DATA ROWS -
—————
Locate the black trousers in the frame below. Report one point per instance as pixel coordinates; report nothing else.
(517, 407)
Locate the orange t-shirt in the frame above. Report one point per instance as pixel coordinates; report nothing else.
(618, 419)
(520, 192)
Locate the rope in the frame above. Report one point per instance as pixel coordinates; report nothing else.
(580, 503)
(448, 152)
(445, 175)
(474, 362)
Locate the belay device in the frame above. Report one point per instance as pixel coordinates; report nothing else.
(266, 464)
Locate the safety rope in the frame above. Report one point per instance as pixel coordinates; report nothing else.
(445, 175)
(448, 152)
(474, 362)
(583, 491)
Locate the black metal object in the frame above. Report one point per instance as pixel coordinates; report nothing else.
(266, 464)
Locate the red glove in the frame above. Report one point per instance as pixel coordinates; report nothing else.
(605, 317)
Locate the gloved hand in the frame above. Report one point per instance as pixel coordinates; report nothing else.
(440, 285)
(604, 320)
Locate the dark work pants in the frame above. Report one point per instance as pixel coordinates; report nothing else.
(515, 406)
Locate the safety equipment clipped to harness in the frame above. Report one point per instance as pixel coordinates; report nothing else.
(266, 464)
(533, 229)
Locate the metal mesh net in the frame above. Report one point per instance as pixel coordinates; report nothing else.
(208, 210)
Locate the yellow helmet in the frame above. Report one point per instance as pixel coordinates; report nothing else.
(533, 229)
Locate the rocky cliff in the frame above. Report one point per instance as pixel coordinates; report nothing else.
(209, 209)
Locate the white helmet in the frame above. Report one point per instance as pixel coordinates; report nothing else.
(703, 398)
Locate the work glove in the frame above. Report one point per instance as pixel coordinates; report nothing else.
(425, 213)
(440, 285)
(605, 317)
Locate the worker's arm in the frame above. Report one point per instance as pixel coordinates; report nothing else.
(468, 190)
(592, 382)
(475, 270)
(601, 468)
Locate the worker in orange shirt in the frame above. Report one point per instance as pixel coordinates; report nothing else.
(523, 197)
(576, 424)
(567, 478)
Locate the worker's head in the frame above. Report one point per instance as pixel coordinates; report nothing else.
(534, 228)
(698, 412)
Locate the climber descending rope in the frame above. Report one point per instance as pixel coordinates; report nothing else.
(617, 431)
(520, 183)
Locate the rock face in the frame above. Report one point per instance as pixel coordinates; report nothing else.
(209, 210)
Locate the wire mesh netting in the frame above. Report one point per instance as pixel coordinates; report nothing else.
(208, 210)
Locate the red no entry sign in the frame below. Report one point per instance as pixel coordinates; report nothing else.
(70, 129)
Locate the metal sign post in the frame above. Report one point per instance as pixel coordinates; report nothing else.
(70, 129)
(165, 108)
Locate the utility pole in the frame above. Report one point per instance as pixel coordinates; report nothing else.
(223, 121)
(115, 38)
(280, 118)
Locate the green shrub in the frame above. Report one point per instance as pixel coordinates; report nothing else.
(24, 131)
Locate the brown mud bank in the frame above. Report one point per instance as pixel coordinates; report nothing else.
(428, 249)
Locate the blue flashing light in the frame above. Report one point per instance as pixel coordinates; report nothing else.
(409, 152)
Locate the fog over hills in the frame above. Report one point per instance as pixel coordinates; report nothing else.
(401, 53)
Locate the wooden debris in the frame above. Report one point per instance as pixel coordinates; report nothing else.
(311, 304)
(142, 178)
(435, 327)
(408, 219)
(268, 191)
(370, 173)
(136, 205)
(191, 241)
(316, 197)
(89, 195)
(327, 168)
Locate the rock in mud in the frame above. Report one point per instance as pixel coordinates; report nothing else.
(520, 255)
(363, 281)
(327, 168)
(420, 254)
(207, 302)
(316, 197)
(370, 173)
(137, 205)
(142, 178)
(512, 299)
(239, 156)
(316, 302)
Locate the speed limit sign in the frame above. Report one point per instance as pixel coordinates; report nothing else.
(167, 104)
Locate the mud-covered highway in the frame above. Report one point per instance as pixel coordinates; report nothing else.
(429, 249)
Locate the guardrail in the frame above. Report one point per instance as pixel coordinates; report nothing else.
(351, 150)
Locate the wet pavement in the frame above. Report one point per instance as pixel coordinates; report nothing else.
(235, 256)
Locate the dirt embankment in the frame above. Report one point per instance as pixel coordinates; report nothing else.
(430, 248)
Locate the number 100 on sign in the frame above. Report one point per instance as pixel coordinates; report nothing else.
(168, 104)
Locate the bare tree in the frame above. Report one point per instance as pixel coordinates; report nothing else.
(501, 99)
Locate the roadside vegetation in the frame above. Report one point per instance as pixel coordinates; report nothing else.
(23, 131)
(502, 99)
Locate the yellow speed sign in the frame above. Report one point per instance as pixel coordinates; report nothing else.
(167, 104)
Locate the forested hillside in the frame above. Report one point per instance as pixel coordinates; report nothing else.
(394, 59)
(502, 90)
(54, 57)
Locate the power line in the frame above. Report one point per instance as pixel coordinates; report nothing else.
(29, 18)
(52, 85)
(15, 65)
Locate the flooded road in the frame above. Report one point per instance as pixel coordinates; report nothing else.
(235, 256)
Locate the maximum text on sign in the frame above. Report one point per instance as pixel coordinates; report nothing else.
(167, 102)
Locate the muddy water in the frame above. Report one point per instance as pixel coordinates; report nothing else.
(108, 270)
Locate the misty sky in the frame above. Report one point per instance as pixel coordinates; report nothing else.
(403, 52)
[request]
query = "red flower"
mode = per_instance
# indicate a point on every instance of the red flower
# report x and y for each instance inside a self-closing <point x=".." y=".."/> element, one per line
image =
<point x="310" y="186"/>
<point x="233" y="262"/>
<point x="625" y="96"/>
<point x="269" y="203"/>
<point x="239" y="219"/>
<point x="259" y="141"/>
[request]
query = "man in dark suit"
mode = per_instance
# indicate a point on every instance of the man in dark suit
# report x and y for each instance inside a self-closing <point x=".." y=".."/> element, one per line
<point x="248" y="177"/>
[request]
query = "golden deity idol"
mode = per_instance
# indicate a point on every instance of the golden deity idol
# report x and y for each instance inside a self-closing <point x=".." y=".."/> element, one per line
—————
PROBLEM STATEMENT - Repeat the entries shown above, every one, word for word.

ANSWER -
Locate the black trousers in the frame below. Report one point per instance as pixel coordinates; report nothing else.
(517, 407)
Locate the orange t-shirt in the frame above. Report one point per instance as pixel coordinates; report nothing else.
(618, 419)
(520, 192)
Locate the rope in the frame above. Report one point per instance as pixel coordinates; report nothing else.
(580, 503)
(448, 152)
(445, 175)
(474, 362)
Locate the belay device in the frame above. Report one point per instance as pixel coordinates; report nothing else.
(266, 464)
Locate the safety rope in the frame above. Report one point per instance as pixel coordinates; report nothing else.
(445, 175)
(448, 152)
(474, 362)
(583, 491)
Locate the black metal object in the frame above. Report one point per instance as pixel coordinates; report nothing else.
(266, 464)
Locate the red glove in the frame above. Report one point per instance as pixel coordinates; report nothing else.
(605, 317)
Locate the gloved hand in the frame above. Report one point per instance as pixel coordinates; report nothing else.
(440, 285)
(604, 320)
Locate the dark work pants in the frame above. Report one point per instance as pixel coordinates; report nothing else.
(515, 406)
Locate the safety equipment clipped to harness in the frame above. Report one point per instance as pixel coordinates; report nothing else.
(266, 464)
(533, 229)
Locate the metal mesh net in the frame above. Report one point per instance as pixel coordinates; report nothing else.
(208, 210)
Locate the yellow helmet in the frame above. Report one point per instance as pixel coordinates; report nothing else.
(533, 229)
Locate the rocky cliff in the frame above. Report one point per instance as pixel coordinates; report nothing else.
(209, 209)
Locate the white helmet in the frame above. Report one point per instance as pixel coordinates; report nothing else.
(703, 398)
Locate the work glove in the frame above. Report one point per instance as pixel coordinates; report nothing else.
(425, 213)
(440, 285)
(605, 317)
Locate the worker's arm in the frame above. Report one point per instance as pixel coordinates; report nothing else.
(468, 190)
(592, 382)
(475, 270)
(601, 468)
Locate the worker in orange shirt in the frame above. Report one point per instance as pixel coordinates; report nothing else.
(523, 197)
(576, 424)
(567, 478)
Locate the worker's head in the frame above. Report one point per instance as pixel coordinates; report nothing else.
(534, 228)
(698, 412)
Locate the climber descending rope in the frame above. Report one point per instance as pixel coordinates; report nothing else.
(617, 431)
(520, 183)
Locate the rock face in the frame above. Report one point per instance as pixel coordinates; report nothing else.
(209, 210)
Locate the wire mesh netting in the frame above. Report one point per instance as pixel coordinates; report nothing else.
(208, 210)
Locate the red no entry sign in the frame below. Report one point per instance as pixel coordinates; report nothing else.
(70, 129)
Locate the metal sign post in the frame above. Report one point per instance as pixel coordinates; report nothing else.
(70, 129)
(165, 108)
Locate the utility pole in the frame above. Report one point per instance as pixel coordinates; report nothing else.
(223, 121)
(115, 38)
(280, 118)
Locate the green shrub in the frame above. Report one point per instance as pixel coordinates; report nothing else.
(24, 131)
Locate the brown mud bank in the frame above. Report one point per instance as pixel coordinates; report nothing else.
(428, 249)
Locate the blue flashing light in the frame above. Report one point per instance as pixel coordinates; report nothing else.
(409, 152)
Locate the fog over hills in the frame above. Report one point per instance as pixel coordinates; report nothing else.
(401, 53)
Locate the wooden debris in the frame above. Report one point per instance as pixel coordinates; report nothing else.
(311, 304)
(142, 178)
(435, 327)
(408, 219)
(268, 191)
(370, 173)
(136, 205)
(191, 241)
(316, 197)
(89, 195)
(327, 168)
Locate the rock in mud in the frame above. Report one point per instance as pixel coordinates; report nothing else.
(520, 255)
(363, 281)
(327, 168)
(420, 254)
(207, 302)
(316, 197)
(370, 173)
(137, 205)
(142, 178)
(512, 299)
(239, 156)
(316, 302)
Locate the speed limit sign in the frame above. Report one point per instance as pixel coordinates; report nothing else.
(167, 104)
Locate the mud-covered highway in the frame above. Report one point per instance as pixel coordinates; report nothing else.
(429, 249)
Locate the guardrail in the frame above. Report one point per instance as pixel coordinates; report nothing else.
(351, 150)
Locate the wet pavement in the frame above. Report one point per instance as pixel coordinates; report nothing else.
(235, 256)
Locate the dirt embankment in the frame above. Report one point per instance as pixel coordinates; report nothing else.
(430, 248)
Locate the number 100 on sign in the frame above. Report one point per instance as pixel coordinates; report nothing else.
(168, 104)
Locate the bare tree in the frame above. Report one point per instance as pixel coordinates; report nothing else.
(501, 99)
Locate the roadside vegetation in the frame above. Report one point per instance as pixel coordinates; report nothing else.
(23, 131)
(502, 99)
Locate the yellow speed sign in the frame above. Report one point per instance as pixel coordinates; report nothing else.
(167, 104)
Locate the forested hillside in the frame above. Report one point per instance as pixel coordinates; report nothing else.
(394, 59)
(502, 90)
(54, 57)
Locate the power line in the frame above. Report one point per instance as pixel coordinates; report nothing else.
(29, 18)
(52, 85)
(15, 65)
Locate the flooded road in the frame above. Report one point per instance as pixel coordinates; report nothing else.
(235, 256)
Locate the maximum text on sign in the frame above. Report one point per instance as pixel coordinates; report nothing else.
(167, 102)
Locate the muddy water in the frame above. Report one point per instance as pixel coordinates; report nothing else.
(108, 270)
Locate the misty sky in the frame above. Report one point per instance as pixel coordinates; report nothing else.
(403, 52)
[request]
query = "red flower"
mode = per_instance
# indicate a point on every instance of the red flower
# report x and y for each instance inside a self-closing <point x=".." y=".."/> element, one per line
image =
<point x="310" y="186"/>
<point x="233" y="262"/>
<point x="625" y="96"/>
<point x="269" y="203"/>
<point x="239" y="219"/>
<point x="259" y="141"/>
[request]
query = "man in dark suit"
mode = per_instance
# indicate a point on every instance of the man in dark suit
# report x and y for each instance inside a self-closing <point x=".." y=".."/> element, one per line
<point x="248" y="177"/>
[request]
query = "golden deity idol"
mode = per_instance
# indicate a point on every instance of the golden deity idol
# report x and y for each instance inside a self-closing <point x=".." y=".."/> element, one per line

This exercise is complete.